# Pro Se divorce... your experiences?



## timeforpain (Apr 29, 2012)

Over 80% of divorces in Colorado are pro se these days (meaning they are conducted without attorneys). Not surprising given that an average divorce will cost $20,000 per spouse, and a large retainer is required up front.

I know several folks here have done their own divorce; I'd like to do an informal survey: what was your marriage like (length of marriage, work status of each spouse, kids, assets, etc), and how did your divorce go? Do you have any regrets?

Thanks in advance.


----------



## Orpheus (Jul 6, 2012)

i probably wouldn't advise it for kids and assets. i was divorced after a 3 year marriage. very clean. we were both in agreement. new york state. a slew of multiple choice forms downloaded off the web. fairly easy in the grand scheme but not different than doing long form taxes.


----------



## EleGirl (Dec 3, 2011)

I divorced in March 2012 after 12 years of marriage.

I have been the breadwinner. My husband has not worked since 2002.

His 2 children and my son are in their mid 30's.

I did the divorce Pro Se. It was easy to split things. We no longer own a house so that was easy. 

The divorce cost us the $135 filing and copy fee. That was it. It was final in one day. We agreed on everything.

Do you have children? It's not hard to do a good custody arrangement.

My suggestion is to get a good example. Do you know anyone in a similar situation who did a divorce? You can ask them for their divorce papers if they will share. Or go to the court house and get copies of someone's divorce.


----------



## timeforpain (Apr 29, 2012)

Funny thing about your divorce, Elegirl: I read about it in another thread here at TAM, but I *found *that thread not via TAM, but via a blog: The Most Expensive, The Longest, The Shortest Divorces In History


----------



## Freak On a Leash (Feb 19, 2010)

I'm in the process of doing this. We had 24 years of marriage, the last two we have been separated. 

My STBXH is an alcoholic and we've been living separately since Dec, 2010. Separate homes (we don't and never have owned a house together), separate bank accounts, credit cards, etc. My credit is clean and I have no real loans except as cosigner on my daughter's car. Nothing on my credit cards.

On the other hand, my husband isn't working and had himself a 2 year party blowing through his inheritance and living off credit cards. He's been drinking and in rehab several times in the past 2.5 years. I've had enough and filed for divorce. I want nothing to do with his problems or debts. 

My problem is that I have both kids and he's not paying anything..it's all on me and I want child support from him. This is the second time in 2 years that's eaten away at my savings as a result of his antics and problems.

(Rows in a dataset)
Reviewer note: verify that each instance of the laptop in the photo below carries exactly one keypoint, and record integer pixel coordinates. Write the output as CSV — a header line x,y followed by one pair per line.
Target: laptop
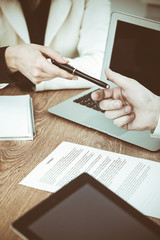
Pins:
x,y
84,209
132,49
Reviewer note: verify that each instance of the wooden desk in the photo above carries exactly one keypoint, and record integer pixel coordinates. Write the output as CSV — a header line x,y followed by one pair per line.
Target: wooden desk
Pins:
x,y
18,158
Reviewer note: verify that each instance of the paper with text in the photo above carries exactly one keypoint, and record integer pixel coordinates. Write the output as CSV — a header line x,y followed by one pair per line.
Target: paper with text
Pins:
x,y
136,180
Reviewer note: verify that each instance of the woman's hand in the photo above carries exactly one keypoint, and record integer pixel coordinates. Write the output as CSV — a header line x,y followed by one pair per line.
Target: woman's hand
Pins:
x,y
31,61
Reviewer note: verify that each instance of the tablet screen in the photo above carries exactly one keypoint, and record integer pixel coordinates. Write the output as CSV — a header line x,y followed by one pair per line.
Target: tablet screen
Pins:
x,y
88,214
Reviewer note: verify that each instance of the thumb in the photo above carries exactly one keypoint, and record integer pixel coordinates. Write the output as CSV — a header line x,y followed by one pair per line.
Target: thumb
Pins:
x,y
116,78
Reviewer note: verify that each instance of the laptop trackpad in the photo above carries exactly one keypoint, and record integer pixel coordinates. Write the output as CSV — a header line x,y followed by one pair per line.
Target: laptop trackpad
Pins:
x,y
100,123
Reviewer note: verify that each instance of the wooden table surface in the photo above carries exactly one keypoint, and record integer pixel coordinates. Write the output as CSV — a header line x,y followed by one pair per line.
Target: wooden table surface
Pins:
x,y
18,158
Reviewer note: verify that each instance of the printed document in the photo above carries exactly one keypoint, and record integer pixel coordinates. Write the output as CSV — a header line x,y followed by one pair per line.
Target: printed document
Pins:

◆ Given exercise A
Answer these from the pro se divorce thread:
(i) According to the opening post, what share of divorces in Colorado are pro se?
(ii) What did EleGirl's divorce cost?
(iii) How many years of marriage did Freak On a Leash have?
◆ Given exercise B
Carry on the pro se divorce thread from the end of its last post.

◆ Expected answer A
(i) Over 80%
(ii) The $135 filing and copy fee
(iii) 24 years

◆ Expected answer B
He says he's willing to pay half of our children's expenses and we are going to sit down and figure out what's needed and hopefully he'll agree to pay something. He's already agreed that all our assets (not much there but a couple of 10 year old cars) and our debts will be our own and separate. I don't know exactly how much he's racked up on his credit cards but it was all done while we were separated and I want nothing to do with it. He says that's fine and wouldn't expect me to pay it but I want it legal and in writing. 

Assuming he stays sober, he is free to visit with our 15 year old son as much as he wants but our son is to live with me. My 18 year old daughter is putting herself through college and wants nothing to do with him. 

We talked last weekend and right now he's sober and is asking for time to "put his life back together". I agreed to give him some breathing room but reiterated that I expect support from him for our son. In the meantime when the papers are filed I will be giving them to him and we will hopefully draw up a contract and have an uncontested divorce. Neither of us can afford an attorney. The cost of filing here in NJ is quite steep ($275) and I'm waiting on a fee waiver from a judge. I've already filed the papers but am waiting for it to be finalized. It'll cost him $135 to counterfile. He can put in for a waiver as well. I agreed to give him the papers personally so no need to get a sheriff to serve them. I agreed to consult with him on everything that's going on. 


So hopefully things will continue on and it will all be amicable. Don't have much choice. To contest it would be a long, drawn out process with court appointed mediation that could take weeks, if not months. I consulted with an attorney and they want a $3000 retainer @ $250-400/month. I don't have that kind of money and if I did, I'd have better things to spend it on. Considering how little we have to fight about I don't see the point.


----------



## EleGirl (Dec 3, 2011)

timeforpain said:


> Funny thing about your divorce, Elegirl: I read about it in another thread here at TAM, but I *found *that thread not via TAM, but via a blog: The Most Expensive, The Longest, The Shortest Divorces In History


Now that's funny!!! Am I famous now?


----------



## Homemaker_Numero_Uno (Jan 18, 2011)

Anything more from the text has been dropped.